- [Objectives]:
1) Decide whether each statement below agrees with the slavery history excerpt. Answer (a), (b), and (c) with yes or no, and quote the deciding words of the excerpt.
(a) The excerpt dates Hugh Thomas's book on the slave trade to 1997.
(b) The excerpt says the Portuguese slave boat was captured by French pirates.
(c) The excerpt names Don Jordan and Michael Walsh as authors of "White Cargo."
2) In the slavery history excerpt, what year is given for the first African slaves in the USA?

PS. Perhaps you should expand your knowledge instead of fixating on European bad behavior. The ancient Persians freed the Jews from slavery by Arabs.
A History of Slavery

Chattel slavery did not exist in Africa (but existed in Rome , Greece, Spain, France, England) until the 17 and 18-19th centuries (boom of the slave trade, and fornation of the slave tates in Africa) and it was introduced by Europeans and Africans (mulattoes and blacks) participated to that trade .Bruce L Mouser papers about the slave trade in the Rio Pongo region are quite explicits, or CLR Boxer in his "Race Relations in the Portuguese Colonial Empire 1415-1825" describes how the portuguese governors of Angola organized the slave trade by arms :

"..The negroes loathed our rule and fervently desired to throw us out of that conquest; and only out of fear and respect for our arms did they allow the preaching of the gospel and the admission of our trade.." p 37

Or Sir Hugh Thomas:

” …Some slaves were stolen by Europeans ‘panyared’ as the english word was and some as ocurred often in Angola, were the victims of military campaigns mounted specifically by Portuguese proconsuls in order to capture slaves…”Hugh Thomas, The slave trade (1997) , page 792

Some of these Angolan prisoners of wars finished up in the US (1619 :1st African slaves in the USA) since the Portuguese slave boat was captured by English Corsairs and sold in the US ( see "White Cargo: The Forgotten History of Britain’s White Slaves in America by Don Jordan and Michael Walsh ( 2008)").

- [Information given]:
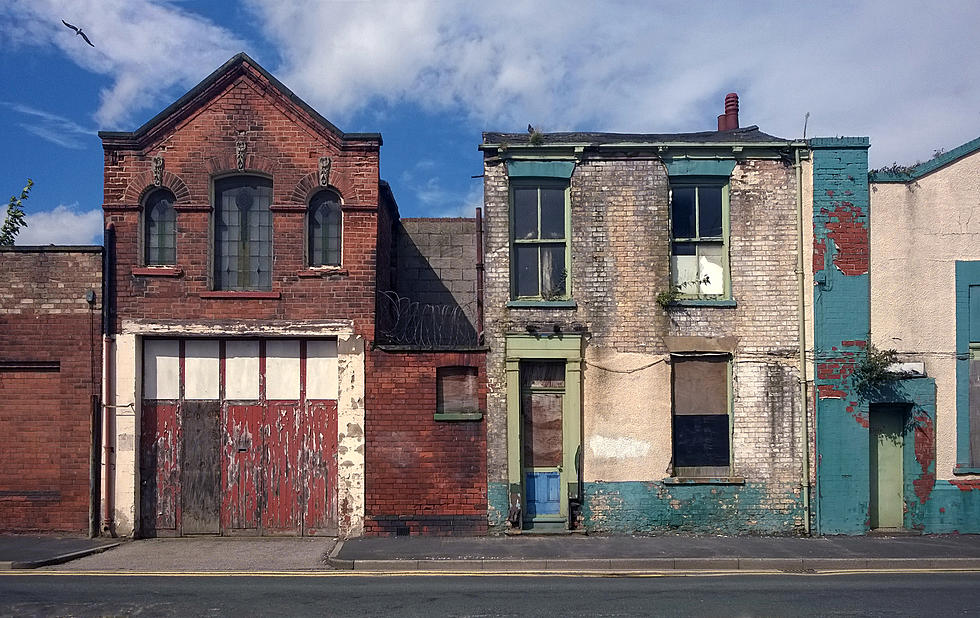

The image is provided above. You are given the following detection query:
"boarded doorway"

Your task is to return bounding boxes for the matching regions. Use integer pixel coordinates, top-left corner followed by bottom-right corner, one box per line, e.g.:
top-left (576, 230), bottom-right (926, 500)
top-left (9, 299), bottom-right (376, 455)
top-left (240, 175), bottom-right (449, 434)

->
top-left (140, 339), bottom-right (339, 536)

- [The replies]:
1)
(a) Yes: "Hugh Thomas, The slave trade (1997)"
(b) No: "the Portuguese slave boat was captured by English Corsairs"
(c) Yes: "White Cargo: The Forgotten History of Britain’s White Slaves in America by Don Jordan and Michael Walsh"

2) 1619